WHAT THE TASK ASKS -
Rewrite the lines below, replacing "pixel coordinates" with "image coordinates" wherever it occurs and changing nothing else. Omit the pictures from your answer.
-- begin LISTED ENTRIES --
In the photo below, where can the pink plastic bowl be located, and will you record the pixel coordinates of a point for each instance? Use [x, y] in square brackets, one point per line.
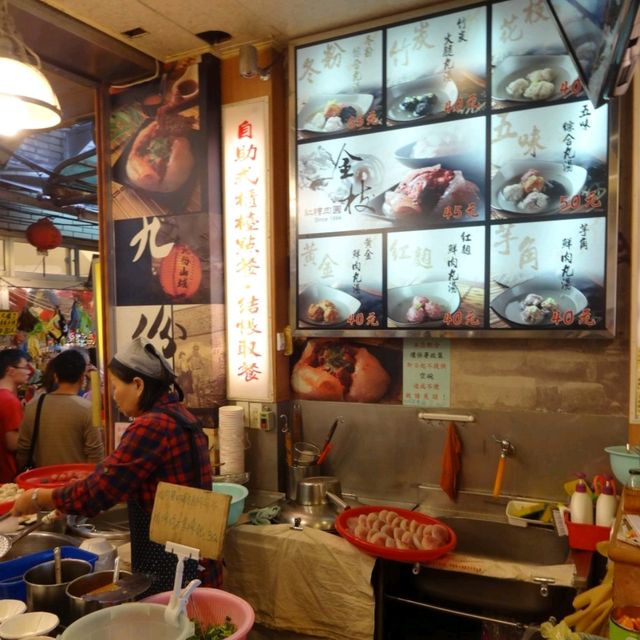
[211, 606]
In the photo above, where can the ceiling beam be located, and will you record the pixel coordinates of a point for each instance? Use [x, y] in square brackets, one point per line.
[68, 46]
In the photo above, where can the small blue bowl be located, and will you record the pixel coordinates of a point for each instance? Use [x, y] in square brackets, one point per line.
[621, 461]
[238, 495]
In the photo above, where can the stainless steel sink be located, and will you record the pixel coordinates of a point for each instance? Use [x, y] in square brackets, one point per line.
[502, 541]
[524, 595]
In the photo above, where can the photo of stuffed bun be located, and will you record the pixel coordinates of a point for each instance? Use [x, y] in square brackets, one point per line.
[161, 158]
[333, 370]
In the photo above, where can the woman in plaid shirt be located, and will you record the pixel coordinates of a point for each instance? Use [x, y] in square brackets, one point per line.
[165, 442]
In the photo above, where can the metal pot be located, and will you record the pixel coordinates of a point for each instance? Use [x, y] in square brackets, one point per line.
[77, 606]
[112, 524]
[313, 491]
[38, 541]
[312, 507]
[44, 594]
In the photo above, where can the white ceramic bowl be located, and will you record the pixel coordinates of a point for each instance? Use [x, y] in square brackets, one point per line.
[9, 608]
[28, 625]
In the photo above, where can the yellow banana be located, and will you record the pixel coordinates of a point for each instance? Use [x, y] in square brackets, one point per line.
[593, 616]
[591, 605]
[595, 627]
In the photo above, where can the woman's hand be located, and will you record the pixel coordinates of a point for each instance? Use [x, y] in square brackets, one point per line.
[32, 501]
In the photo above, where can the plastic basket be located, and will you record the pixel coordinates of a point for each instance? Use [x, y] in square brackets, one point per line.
[139, 620]
[211, 606]
[12, 572]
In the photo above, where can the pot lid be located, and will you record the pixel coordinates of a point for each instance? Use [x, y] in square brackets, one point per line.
[112, 524]
[320, 516]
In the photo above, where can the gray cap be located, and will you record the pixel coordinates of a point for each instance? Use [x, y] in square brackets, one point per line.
[142, 357]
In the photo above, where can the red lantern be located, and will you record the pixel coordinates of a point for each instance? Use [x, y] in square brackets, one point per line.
[44, 235]
[180, 272]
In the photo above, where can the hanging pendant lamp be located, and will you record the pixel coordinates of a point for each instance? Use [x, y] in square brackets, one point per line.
[27, 101]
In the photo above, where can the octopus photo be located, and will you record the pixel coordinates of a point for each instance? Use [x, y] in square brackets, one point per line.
[430, 190]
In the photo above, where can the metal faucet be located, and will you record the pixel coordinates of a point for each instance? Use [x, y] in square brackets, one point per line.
[506, 449]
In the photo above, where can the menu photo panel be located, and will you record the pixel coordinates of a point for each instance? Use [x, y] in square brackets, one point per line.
[483, 182]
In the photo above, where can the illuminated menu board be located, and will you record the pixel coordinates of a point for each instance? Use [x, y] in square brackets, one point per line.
[451, 177]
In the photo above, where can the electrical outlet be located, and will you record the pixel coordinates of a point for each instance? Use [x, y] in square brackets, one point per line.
[254, 414]
[245, 408]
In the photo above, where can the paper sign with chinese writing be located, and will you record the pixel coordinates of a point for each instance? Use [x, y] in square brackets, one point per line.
[247, 250]
[8, 322]
[426, 373]
[193, 517]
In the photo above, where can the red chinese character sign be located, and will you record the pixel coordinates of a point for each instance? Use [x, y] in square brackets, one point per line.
[247, 250]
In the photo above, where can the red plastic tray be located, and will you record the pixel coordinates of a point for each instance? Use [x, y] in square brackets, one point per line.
[53, 476]
[585, 536]
[400, 555]
[6, 506]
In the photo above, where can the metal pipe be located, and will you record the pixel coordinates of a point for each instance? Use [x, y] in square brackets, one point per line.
[427, 415]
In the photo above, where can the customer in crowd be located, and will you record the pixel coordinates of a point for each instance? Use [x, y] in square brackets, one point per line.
[14, 372]
[65, 432]
[165, 442]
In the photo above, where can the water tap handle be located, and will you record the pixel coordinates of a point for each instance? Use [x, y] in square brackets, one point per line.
[506, 448]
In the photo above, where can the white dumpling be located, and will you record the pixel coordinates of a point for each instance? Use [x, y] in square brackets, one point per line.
[535, 201]
[540, 90]
[513, 192]
[516, 88]
[542, 74]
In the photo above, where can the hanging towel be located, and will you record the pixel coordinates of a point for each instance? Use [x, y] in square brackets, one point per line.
[451, 462]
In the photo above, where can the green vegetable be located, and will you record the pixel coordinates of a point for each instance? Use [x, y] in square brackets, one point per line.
[214, 631]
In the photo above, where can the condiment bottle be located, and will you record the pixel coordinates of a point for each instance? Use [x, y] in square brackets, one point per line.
[581, 505]
[631, 502]
[606, 505]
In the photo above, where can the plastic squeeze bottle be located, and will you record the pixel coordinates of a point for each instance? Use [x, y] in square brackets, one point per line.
[581, 505]
[606, 506]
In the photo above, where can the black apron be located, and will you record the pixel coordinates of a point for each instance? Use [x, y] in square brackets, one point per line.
[149, 557]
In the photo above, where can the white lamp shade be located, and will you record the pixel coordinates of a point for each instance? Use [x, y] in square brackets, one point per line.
[27, 100]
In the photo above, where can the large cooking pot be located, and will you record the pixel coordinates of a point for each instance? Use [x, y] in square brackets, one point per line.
[44, 594]
[77, 605]
[312, 506]
[112, 524]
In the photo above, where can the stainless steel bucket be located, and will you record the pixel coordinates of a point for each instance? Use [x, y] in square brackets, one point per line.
[43, 594]
[79, 587]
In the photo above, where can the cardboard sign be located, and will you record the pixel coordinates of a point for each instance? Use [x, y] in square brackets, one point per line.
[193, 517]
[8, 322]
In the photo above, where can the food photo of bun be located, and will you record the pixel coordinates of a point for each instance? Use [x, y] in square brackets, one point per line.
[337, 370]
[161, 158]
-- end LISTED ENTRIES --
RESPONSE TO THIS EXERCISE -
In the photo below, where can the pink plastic bowl be located, and will you record the image coordinates of a point for each instance? Use [x, y] in square brackets, one point per line.
[211, 606]
In the photo above, where can the ceiling beam be located, and will you record the image coordinates of a point for each instance? Use [x, y] in square brackets, one point per line.
[68, 46]
In the photo above, where can the small blue bowl be located, and will you record the image coordinates of a point for each instance? Use [x, y] in square brackets, one point per line.
[621, 461]
[238, 495]
In the photo above, where can the stainless steel sink be located, and will you record the image coordinates of a point for each instance? Use [x, y] in square brackets, one point per line.
[502, 541]
[524, 595]
In the photo above, where can the photo of stuffed bun be located, and will you record the image coordinates of a point for each instance? Use [x, y] in square brackets, one point per line.
[161, 158]
[333, 370]
In the photo above, where can the woman in plaid shirt be located, and will you record the image coordinates of a point for each instance? Use [x, y] in square brackets, one point per line.
[165, 442]
In the photo above, where can the metal pot be located, and will you record the image coordinates of a point for each instance? Use [x, y] in square brackets, one point per line.
[77, 606]
[112, 524]
[313, 491]
[38, 541]
[312, 507]
[44, 594]
In the photo above, where can the white ceramic bowl be located, and will you record the image coordinates of a point for each instance? Use [x, y] in square brackets, one point per line.
[9, 608]
[28, 625]
In the photo above, where can the yellow banana be located, and will you record the image coordinates of a point for each instance? Use [x, y] in square brackets, one point per line.
[593, 616]
[591, 605]
[595, 627]
In the photo above, where can the woman's hand be located, and will you record the image coordinates of a point for each instance? Use [x, y] in square brackets, one point per line.
[32, 501]
In the photo above, where can the plastic basket be located, and will you record the image coordinates of a point for each instance? Use [x, y] in square brackets, one point per line.
[139, 620]
[211, 606]
[12, 572]
In the photo above, where can the pot lid be located, and will you record the image coordinates of a point for each instance? Use [x, y] in square brackets, one point per line.
[112, 524]
[320, 516]
In the photo above, where can the gray cap be located, and will you record the image coordinates of a point for each instance? Use [x, y] in square brackets, one point per line.
[142, 357]
In the photo above, where can the red lantern be located, and will you record the image coordinates of a point for each instance? Use [x, y] in square brackets, one point per line.
[44, 235]
[180, 272]
In the photo above, where can the hanging pendant lamp be located, and will you record the image coordinates of a point for each instance? Use [x, y] in square brackets, one point per line.
[27, 101]
In the photo above, where can the octopus photo be located, and will you record the image coordinates of a point for each instance? Use [x, y] in square brackets, one point per line.
[430, 190]
In the photo above, where can the metal faucet be located, and will you record the image coordinates of a point for each instance? Use [x, y] in square brackets, one point per line.
[506, 449]
In the photo above, where can the menu photo panel be located, and will you record the image coordinates of a point for each instance? Use [x, y] in square brackets, one point per line.
[483, 182]
In the photo above, where can the illuminated menu board be located, and will you record the image coordinates of a point for each instance? Use [x, y] in square brackets, one point per line.
[451, 177]
In the photo above, where can the electrical outlet be located, and will you record the image coordinates of a point for each instance? Use [x, y] in square brackets, one point per line.
[254, 414]
[245, 408]
In the photo above, where can the paper sign with chinese writing be located, and will you record the image coordinates of a point for each instance? Use [x, y] in square brackets, one point per line.
[247, 250]
[8, 322]
[426, 373]
[193, 517]
In the photo above, where can the red chinese character sign be located, and will you record the image coordinates of a point for each instance? Use [x, y] in square brackets, one point per line.
[247, 250]
In the photo above, where can the red plastic tray be located, and will you record the image coordinates of a point for each instance? Use [x, y] in square brackets, one point per line.
[53, 476]
[585, 536]
[400, 555]
[6, 506]
In the photo above, where can the metal pipe be located, and will you record the image coordinates of a point for each instance? Use [x, y] in square brackets, one point per line.
[427, 415]
In the photo above, where can the customer in crowd be located, and will you record the image coordinates of a point for each instance? Use [x, y] in square brackets, one point per line.
[14, 372]
[65, 432]
[165, 442]
In the photo above, where can the water tap handle be located, and will you record the image coordinates of a point for each instance? Use [x, y] in square brackets, one point per line.
[506, 448]
In the photo above, where can the white dumpling be located, and will you record the image coordinates of a point for each instance? Use [x, y] in square brackets, one point per line.
[535, 201]
[540, 90]
[513, 192]
[516, 88]
[542, 74]
In the photo above, where can the hanging towel be located, and will you record the image coordinates of a point for each instance? Use [x, y] in square brackets, one point per line.
[451, 462]
In the photo above, where can the green vegetable be located, and will you record the image coordinates of a point for each instance? Use [x, y] in square brackets, one point per line.
[214, 631]
In the photo above, where can the condiment bottle be located, and will you record the image coordinates of a point for each instance? Use [x, y] in square brackets, one point per line.
[581, 505]
[631, 502]
[606, 505]
In the photo above, where can the plastic squeeze bottle be located, and will you record the image coordinates of a point for each instance? Use [x, y] in square brackets, one point per line.
[581, 505]
[606, 506]
In the photo above, where can the black apron be located, and will you record the image coordinates of a point for each instance? Use [x, y] in square brackets, one point per line.
[149, 557]
In the photo above, where can the white lamp shade be located, and will you record the image coordinates of a point for each instance? Use [x, y] in square brackets, one point per line.
[27, 100]
In the photo above, where can the large cooking pot be located, and will you record the image coordinates of a point for each instance? Use [x, y] in square brackets, one point per line.
[44, 594]
[77, 605]
[312, 506]
[112, 524]
In the photo above, where can the stainless steel bucket be located, and will you record the image coordinates of a point for each instance? Use [x, y] in square brackets, one point per line.
[43, 594]
[79, 587]
In the photo above, where can the cardboard sign be located, and will you record the image coordinates of a point for each instance? Use [x, y] in square brackets, one point per line.
[193, 517]
[8, 322]
In the photo above, where can the food photo of bun be located, and will you record the image coordinates of a point for each instance? Use [x, y] in square brackets, one point per line.
[337, 370]
[161, 158]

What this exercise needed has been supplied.